Materials provided –

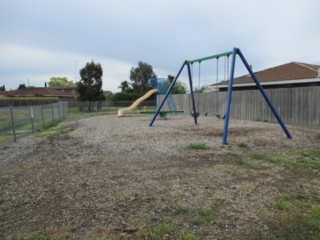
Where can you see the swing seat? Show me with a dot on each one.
(195, 115)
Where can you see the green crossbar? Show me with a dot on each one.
(162, 113)
(151, 112)
(210, 57)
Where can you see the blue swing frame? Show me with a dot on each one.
(236, 51)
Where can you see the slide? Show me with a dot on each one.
(121, 111)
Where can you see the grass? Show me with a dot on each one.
(301, 159)
(53, 129)
(242, 145)
(203, 215)
(297, 216)
(185, 234)
(159, 230)
(282, 205)
(197, 146)
(177, 209)
(74, 111)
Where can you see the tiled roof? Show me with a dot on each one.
(70, 86)
(289, 71)
(47, 92)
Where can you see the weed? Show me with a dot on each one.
(197, 146)
(242, 145)
(302, 159)
(177, 209)
(159, 230)
(282, 205)
(242, 162)
(40, 236)
(203, 215)
(185, 235)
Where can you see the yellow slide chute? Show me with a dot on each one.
(121, 111)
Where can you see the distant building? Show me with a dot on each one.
(37, 91)
(71, 89)
(294, 74)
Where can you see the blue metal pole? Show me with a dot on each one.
(274, 111)
(229, 98)
(166, 96)
(192, 95)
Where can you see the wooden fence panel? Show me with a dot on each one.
(294, 105)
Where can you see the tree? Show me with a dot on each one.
(90, 85)
(59, 81)
(22, 86)
(125, 86)
(140, 76)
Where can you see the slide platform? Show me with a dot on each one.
(121, 111)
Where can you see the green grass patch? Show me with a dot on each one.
(185, 234)
(203, 215)
(297, 217)
(158, 230)
(53, 129)
(242, 145)
(177, 209)
(282, 205)
(197, 146)
(301, 159)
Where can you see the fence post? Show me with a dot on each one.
(52, 112)
(59, 110)
(42, 117)
(63, 112)
(31, 118)
(12, 125)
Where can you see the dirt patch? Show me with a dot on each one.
(111, 177)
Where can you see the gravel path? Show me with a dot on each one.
(103, 178)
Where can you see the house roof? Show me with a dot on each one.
(69, 86)
(47, 92)
(285, 72)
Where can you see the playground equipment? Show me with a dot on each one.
(236, 51)
(162, 85)
(121, 111)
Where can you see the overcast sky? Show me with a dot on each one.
(40, 39)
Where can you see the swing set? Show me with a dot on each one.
(195, 114)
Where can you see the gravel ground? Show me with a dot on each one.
(111, 176)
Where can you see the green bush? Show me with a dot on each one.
(124, 96)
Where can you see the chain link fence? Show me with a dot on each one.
(17, 122)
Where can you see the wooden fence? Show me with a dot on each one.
(299, 105)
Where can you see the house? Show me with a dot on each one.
(36, 91)
(71, 89)
(293, 74)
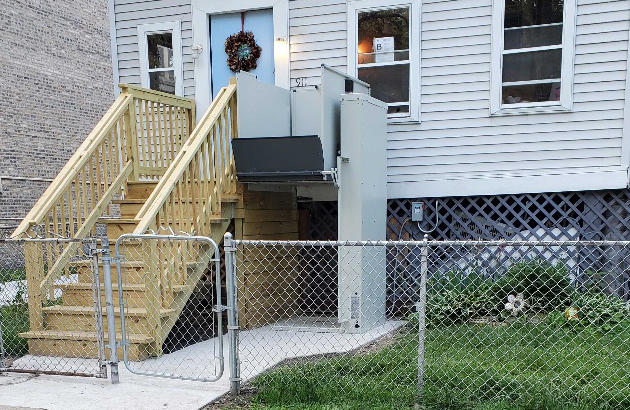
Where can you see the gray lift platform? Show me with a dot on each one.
(328, 140)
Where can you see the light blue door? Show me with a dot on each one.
(259, 22)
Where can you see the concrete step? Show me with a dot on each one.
(134, 272)
(82, 294)
(118, 226)
(140, 189)
(81, 319)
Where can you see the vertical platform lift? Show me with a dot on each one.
(332, 136)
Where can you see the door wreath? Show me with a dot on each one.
(242, 50)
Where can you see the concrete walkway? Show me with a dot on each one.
(259, 350)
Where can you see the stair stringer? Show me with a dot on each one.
(195, 272)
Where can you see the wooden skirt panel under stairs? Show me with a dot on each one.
(70, 328)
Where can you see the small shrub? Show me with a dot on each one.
(544, 285)
(14, 319)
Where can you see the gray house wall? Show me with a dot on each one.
(55, 84)
(457, 148)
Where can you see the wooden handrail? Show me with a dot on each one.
(201, 173)
(64, 178)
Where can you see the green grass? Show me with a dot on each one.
(8, 275)
(14, 320)
(517, 367)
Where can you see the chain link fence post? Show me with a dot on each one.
(98, 309)
(233, 328)
(109, 310)
(421, 307)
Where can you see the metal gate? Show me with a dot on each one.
(169, 290)
(51, 317)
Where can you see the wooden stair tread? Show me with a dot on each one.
(126, 287)
(230, 198)
(142, 183)
(72, 335)
(89, 310)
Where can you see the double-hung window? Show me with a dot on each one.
(160, 57)
(384, 52)
(533, 47)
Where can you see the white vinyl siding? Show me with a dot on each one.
(459, 149)
(318, 34)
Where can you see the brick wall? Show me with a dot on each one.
(55, 84)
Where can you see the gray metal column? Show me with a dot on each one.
(421, 307)
(233, 328)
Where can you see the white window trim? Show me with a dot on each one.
(201, 11)
(173, 27)
(567, 71)
(354, 6)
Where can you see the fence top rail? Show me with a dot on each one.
(54, 240)
(431, 243)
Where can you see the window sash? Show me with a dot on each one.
(390, 63)
(153, 70)
(567, 69)
(169, 27)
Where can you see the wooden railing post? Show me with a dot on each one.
(34, 265)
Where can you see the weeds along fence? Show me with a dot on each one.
(438, 323)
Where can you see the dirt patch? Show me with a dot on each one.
(230, 402)
(248, 392)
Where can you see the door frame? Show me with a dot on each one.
(201, 11)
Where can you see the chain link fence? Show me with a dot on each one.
(50, 307)
(436, 323)
(173, 322)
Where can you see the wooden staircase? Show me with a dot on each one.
(186, 185)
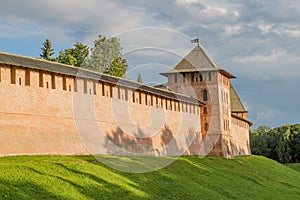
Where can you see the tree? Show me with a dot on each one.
(47, 51)
(106, 57)
(117, 68)
(140, 79)
(74, 56)
(281, 144)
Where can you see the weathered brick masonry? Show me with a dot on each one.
(50, 108)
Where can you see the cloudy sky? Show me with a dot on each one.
(256, 40)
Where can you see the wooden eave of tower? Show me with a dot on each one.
(197, 60)
(49, 66)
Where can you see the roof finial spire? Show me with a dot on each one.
(196, 40)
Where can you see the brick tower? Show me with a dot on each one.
(198, 76)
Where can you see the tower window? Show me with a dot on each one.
(27, 77)
(64, 83)
(84, 86)
(41, 80)
(52, 80)
(206, 127)
(205, 96)
(13, 75)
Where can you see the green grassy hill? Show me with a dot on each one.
(190, 177)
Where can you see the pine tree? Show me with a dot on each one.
(47, 51)
(140, 79)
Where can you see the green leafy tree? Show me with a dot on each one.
(117, 68)
(140, 79)
(106, 57)
(74, 56)
(281, 144)
(47, 51)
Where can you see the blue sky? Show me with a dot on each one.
(256, 40)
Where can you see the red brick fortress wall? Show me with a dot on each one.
(49, 113)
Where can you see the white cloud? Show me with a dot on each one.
(274, 55)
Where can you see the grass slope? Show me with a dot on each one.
(295, 166)
(190, 177)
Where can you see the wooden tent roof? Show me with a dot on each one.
(39, 64)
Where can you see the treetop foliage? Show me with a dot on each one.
(105, 56)
(281, 144)
(47, 51)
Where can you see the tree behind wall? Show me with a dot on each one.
(106, 57)
(281, 144)
(47, 51)
(140, 79)
(74, 56)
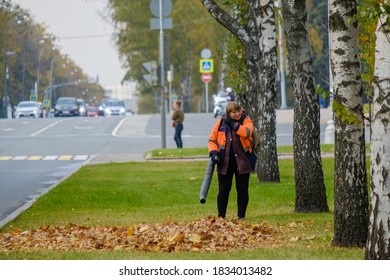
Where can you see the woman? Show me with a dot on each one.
(178, 118)
(229, 146)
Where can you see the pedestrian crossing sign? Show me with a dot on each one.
(206, 66)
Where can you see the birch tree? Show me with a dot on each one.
(378, 243)
(310, 194)
(258, 37)
(350, 179)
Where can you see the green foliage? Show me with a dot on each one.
(321, 91)
(193, 30)
(367, 17)
(345, 114)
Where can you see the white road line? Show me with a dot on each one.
(50, 158)
(115, 131)
(80, 157)
(19, 158)
(45, 128)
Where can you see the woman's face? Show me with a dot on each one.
(236, 115)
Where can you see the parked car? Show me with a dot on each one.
(66, 106)
(82, 107)
(102, 105)
(92, 111)
(115, 108)
(28, 109)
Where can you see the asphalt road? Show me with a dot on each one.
(36, 154)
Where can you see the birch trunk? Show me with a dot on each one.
(259, 40)
(350, 179)
(310, 195)
(378, 243)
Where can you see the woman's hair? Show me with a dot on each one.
(233, 106)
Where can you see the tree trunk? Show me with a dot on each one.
(259, 40)
(378, 243)
(310, 195)
(350, 185)
(267, 168)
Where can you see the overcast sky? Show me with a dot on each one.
(84, 35)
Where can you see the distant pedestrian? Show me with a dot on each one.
(178, 119)
(231, 94)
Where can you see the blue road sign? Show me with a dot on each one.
(206, 66)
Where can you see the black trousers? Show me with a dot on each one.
(224, 187)
(177, 136)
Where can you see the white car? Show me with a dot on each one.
(28, 109)
(115, 108)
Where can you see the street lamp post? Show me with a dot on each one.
(5, 69)
(6, 106)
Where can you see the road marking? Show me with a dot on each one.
(5, 158)
(19, 158)
(115, 131)
(65, 157)
(34, 157)
(51, 157)
(45, 128)
(80, 157)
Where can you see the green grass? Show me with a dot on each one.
(182, 153)
(154, 192)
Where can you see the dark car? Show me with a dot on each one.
(66, 106)
(82, 107)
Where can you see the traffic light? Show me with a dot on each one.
(151, 67)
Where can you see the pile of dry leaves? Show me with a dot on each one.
(205, 234)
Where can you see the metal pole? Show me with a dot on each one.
(5, 97)
(51, 83)
(206, 87)
(163, 129)
(283, 96)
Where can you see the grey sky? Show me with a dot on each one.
(84, 35)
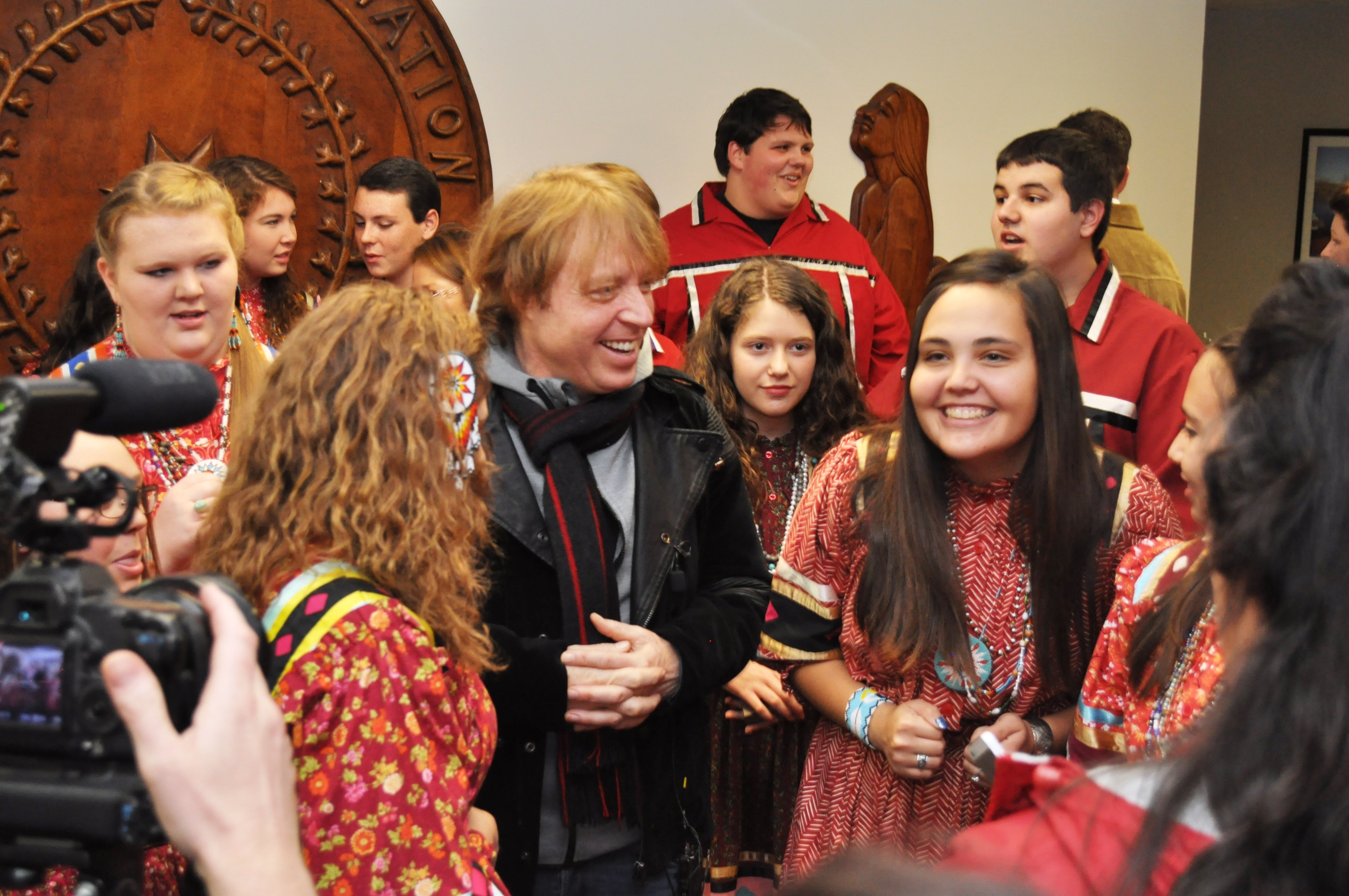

Given exercise – Put every line of the listing, from the line that contains "Where can you see the pile" through the end of the listing, inclusive, into a JSON list of strings with one string per line and no blank lines. Leave the pictures out.

Exercise response –
[
  "Where can you see the pile of dry leaves? Show me with a dot on each one.",
  "(205, 234)",
  "Where can you see the metal pole? Show me with a dot on each one.",
  "(5, 97)",
  "(51, 83)",
  "(206, 87)",
  "(163, 129)",
  "(283, 96)",
  "Where can you see the grey sky? Show me with a dot on each one.",
  "(84, 35)"
]